**Your instructions**
Output the entries verbatim, including every line.

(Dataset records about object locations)
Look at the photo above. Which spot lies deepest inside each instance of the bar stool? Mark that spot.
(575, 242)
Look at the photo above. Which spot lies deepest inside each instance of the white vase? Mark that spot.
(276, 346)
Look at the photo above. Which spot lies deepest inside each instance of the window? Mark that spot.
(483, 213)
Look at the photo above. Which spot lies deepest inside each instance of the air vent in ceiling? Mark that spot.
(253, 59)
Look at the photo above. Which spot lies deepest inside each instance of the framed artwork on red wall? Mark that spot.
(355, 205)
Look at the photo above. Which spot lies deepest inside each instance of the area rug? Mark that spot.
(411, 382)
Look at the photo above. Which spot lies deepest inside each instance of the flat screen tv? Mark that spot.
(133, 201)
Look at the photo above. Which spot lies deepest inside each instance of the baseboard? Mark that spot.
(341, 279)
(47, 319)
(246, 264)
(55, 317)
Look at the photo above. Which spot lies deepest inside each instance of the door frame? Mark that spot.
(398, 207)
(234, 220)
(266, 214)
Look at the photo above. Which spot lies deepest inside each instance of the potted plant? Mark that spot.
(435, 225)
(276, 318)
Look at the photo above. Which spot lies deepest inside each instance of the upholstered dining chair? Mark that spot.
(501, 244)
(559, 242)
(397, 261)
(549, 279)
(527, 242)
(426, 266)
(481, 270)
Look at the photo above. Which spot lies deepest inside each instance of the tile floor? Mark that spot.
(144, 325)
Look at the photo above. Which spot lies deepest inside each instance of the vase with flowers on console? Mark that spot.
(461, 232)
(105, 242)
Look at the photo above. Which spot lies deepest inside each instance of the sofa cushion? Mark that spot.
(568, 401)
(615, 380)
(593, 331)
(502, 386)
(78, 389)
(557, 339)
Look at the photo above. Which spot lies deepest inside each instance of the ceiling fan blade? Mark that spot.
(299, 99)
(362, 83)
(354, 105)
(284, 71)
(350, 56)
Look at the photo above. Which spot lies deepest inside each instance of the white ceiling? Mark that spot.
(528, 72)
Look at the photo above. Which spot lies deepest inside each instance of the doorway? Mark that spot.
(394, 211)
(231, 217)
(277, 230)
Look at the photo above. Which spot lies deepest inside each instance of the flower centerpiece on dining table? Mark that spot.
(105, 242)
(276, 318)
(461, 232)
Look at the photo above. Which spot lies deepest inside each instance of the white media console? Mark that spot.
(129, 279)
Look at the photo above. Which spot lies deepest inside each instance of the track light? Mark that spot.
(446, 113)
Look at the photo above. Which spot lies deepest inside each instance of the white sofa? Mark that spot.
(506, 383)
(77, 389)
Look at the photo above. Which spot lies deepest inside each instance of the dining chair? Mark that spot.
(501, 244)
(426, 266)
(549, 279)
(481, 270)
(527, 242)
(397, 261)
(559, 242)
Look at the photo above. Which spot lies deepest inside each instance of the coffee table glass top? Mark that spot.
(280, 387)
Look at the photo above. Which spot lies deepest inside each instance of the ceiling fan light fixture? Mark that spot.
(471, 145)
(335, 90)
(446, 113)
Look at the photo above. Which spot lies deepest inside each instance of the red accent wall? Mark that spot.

**The response**
Look at the photo above. Which spot lies deepest inside each instance of the bar stool? Mark that spot.
(575, 242)
Look at the photo above. Which spot lies deepest inside each instance of the white vase? Mark that spot.
(276, 346)
Look at the photo above. Which spot lies deepest inside each instance of the window? Mark that spot.
(483, 213)
Look at the photo above. Which spot lies deepest inside each instance of the air vent in ceiling? Mark that spot.
(253, 59)
Look at the photo above. Which spot lies deepest inside each instance of the framed artwork on red wall? Mark that spot.
(355, 205)
Look at the photo above. Which spot lies deepest inside each instance of the area rug? Mark that spot.
(411, 382)
Look at the photo above. Which spot lies deepest inside each instance of the flat screen tv? Mark that spot.
(133, 201)
Look at the photo above. Which spot lies deepest inside each instance of the baseboard? Mark that spot.
(341, 279)
(47, 319)
(246, 264)
(55, 317)
Look at the photo above. Which spot lies deepest inside each instance of the door frame? Mark that spot.
(398, 207)
(234, 220)
(266, 214)
Look at the photo above. Which spot lies deepest inside each instance of the potted plant? Mark that spot.
(435, 225)
(276, 318)
Look at the photo above. Which spot lies deepest inside each instance of the upholstered dining chair? Mark that spot.
(501, 244)
(559, 242)
(397, 261)
(549, 279)
(527, 242)
(426, 266)
(481, 270)
Look at the photo above. Which spot lies deepest inside each instance of the tile floor? Mark that spot.
(144, 325)
Look at the photo above. Which spot lies deepest inside each instance of the vase with flowers on console? Mark that spot.
(461, 232)
(105, 242)
Look at the photo above. Which spot lies deepest inside each instance of the sofa cushion? Mark that spot.
(568, 401)
(615, 380)
(593, 331)
(502, 386)
(78, 389)
(557, 339)
Look at the photo above. Which spot lies deepest inside each instance of the ceiling fan blade? Mark that spot.
(299, 99)
(362, 83)
(354, 105)
(284, 71)
(350, 56)
Look at the photo above. Which spot lies deepest inside each instance of the white ceiling? Mark that spot.
(528, 72)
Look at the photo above. Which spot lies deepest inside each instance of the doorway? Mark that spot.
(394, 211)
(231, 217)
(277, 230)
Look at the photo above. Which spot lies deepest inside each instance of the flower centerpiece on dining table? Mark that spot.
(105, 242)
(276, 318)
(461, 232)
Look at the photo above. Which spot lies deepest inside each instance of the white media console? Mark that spot.
(129, 279)
Look at the photo above. Which spot lies deepest inside each instance of the track light? Mark that spot.
(446, 113)
Look at the photo above. Which spot lies deepest inside each instance of the white sofa? Mark that spot.
(506, 383)
(77, 389)
Look at the photo above. Which spot lies deepest inside each instance of the dining chair? Mark that spot.
(501, 244)
(426, 266)
(549, 279)
(481, 270)
(527, 242)
(397, 261)
(559, 242)
Look at the photo above. Which spot lies deepest inside each instance of the coffee table glass top? Mark that spot.
(280, 387)
Look at the photo above. Which spot lies deepest inside each instance of the ceiling fan light fixture? Mark that spot.
(471, 145)
(335, 90)
(446, 113)
Look at the photo above. Which spot lies deepest inside each instance of the red accent wall? Mark that spot.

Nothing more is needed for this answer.